- Fragmento seleccionado:
══════════════════════════════

Todo esto viene a cuento de una historia que compartí hace unas tardes, mientras un viejo amigo y yo apurábamos las penúltimas cervezas del verano. Sentados en una terraza de bar, escondida de ruidos y miradas, hablábamos sobre la muerte del libro de papel a manos del libro electrónico, sobre qué cosas se ganarían y cuáles se perderían. Déjenme que les narre la historia ahora a ustedes, porque esta es una de esas cosas que morirán con la llegada del libro electrónico:
"Al igual que le ha ocurrido y ocurrirá a muchos otros, hubo una época de mi vida en la que el dinero me faltaba tanto como pueda faltar el calor en una cerrada noche de invierno. Había ido dejando de lado muchas cosas, con más resignación que pena, y llegó un tiempo en el que, debido a su elevado precio, tuve que dejar también de comprar libros. Dado que me era imposible abandonar la lectura, tan obligada para mí como cualquier necesidad fisiológica, recurrir a la biblioteca de mi barrio me pareció lo más lógico.
Adquirí el hábito de visitarla una vez por semana y fui anotando en un papel uno por uno, por si mi memoria fuera insuficiente, los volúmenes que me iba llevando y que, con cadencia semanal, iba leyendo en mi casa. Con el paso de los meses, la lista acabó dando cobijo a un número de libros que por entonces yo consideraba elevado. Recuerdo perfectamente esa cifra final: veintiocho. Veintiocho libros que se convirtieron en el único apoyo que tuve durante meses, el único solaz en aquella época de crisis personal. Les ahorraré detalles escabrosos; quien haya pasado por momentos tan malos ya sabrá que las meras palabras no son suficientes para hacerlos comprensibles. No me detendré, pues, en ellos.

══════════════════════════════

- Datos:
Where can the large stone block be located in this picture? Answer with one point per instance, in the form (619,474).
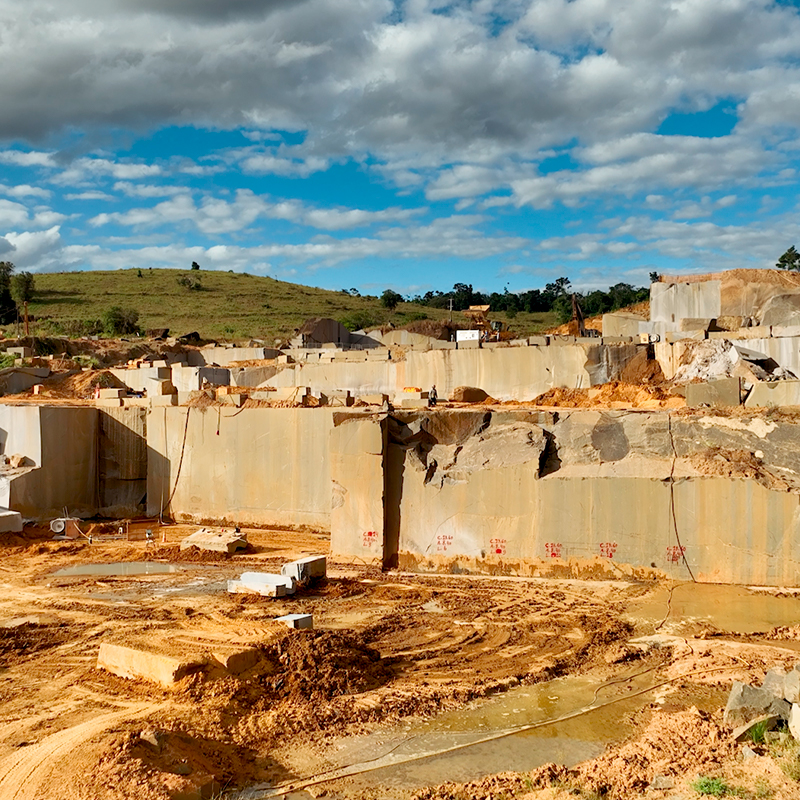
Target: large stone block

══════════════════════════════

- Enunciado:
Vuelve a escribir, por favor, el fragmento sobre la muerte del libro de papel completo y sin alterar nada.

- Solución:
Todo esto viene a cuento de una historia que compartí hace unas tardes, mientras un viejo amigo y yo apurábamos las penúltimas cervezas del verano. Sentados en una terraza de bar, escondida de ruidos y miradas, hablábamos sobre la muerte del libro de papel a manos del libro electrónico, sobre qué cosas se ganarían y cuáles se perderían. Déjenme que les narre la historia ahora a ustedes, porque esta es una de esas cosas que morirán con la llegada del libro electrónico:
"Al igual que le ha ocurrido y ocurrirá a muchos otros, hubo una época de mi vida en la que el dinero me faltaba tanto como pueda faltar el calor en una cerrada noche de invierno. Había ido dejando de lado muchas cosas, con más resignación que pena, y llegó un tiempo en el que, debido a su elevado precio, tuve que dejar también de comprar libros. Dado que me era imposible abandonar la lectura, tan obligada para mí como cualquier necesidad fisiológica, recurrir a la biblioteca de mi barrio me pareció lo más lógico.
Adquirí el hábito de visitarla una vez por semana y fui anotando en un papel uno por uno, por si mi memoria fuera insuficiente, los volúmenes que me iba llevando y que, con cadencia semanal, iba leyendo en mi casa. Con el paso de los meses, la lista acabó dando cobijo a un número de libros que por entonces yo consideraba elevado. Recuerdo perfectamente esa cifra final: veintiocho. Veintiocho libros que se convirtieron en el único apoyo que tuve durante meses, el único solaz en aquella época de crisis personal. Les ahorraré detalles escabrosos; quien haya pasado por momentos tan malos ya sabrá que las meras palabras no son suficientes para hacerlos comprensibles. No me detendré, pues, en ellos.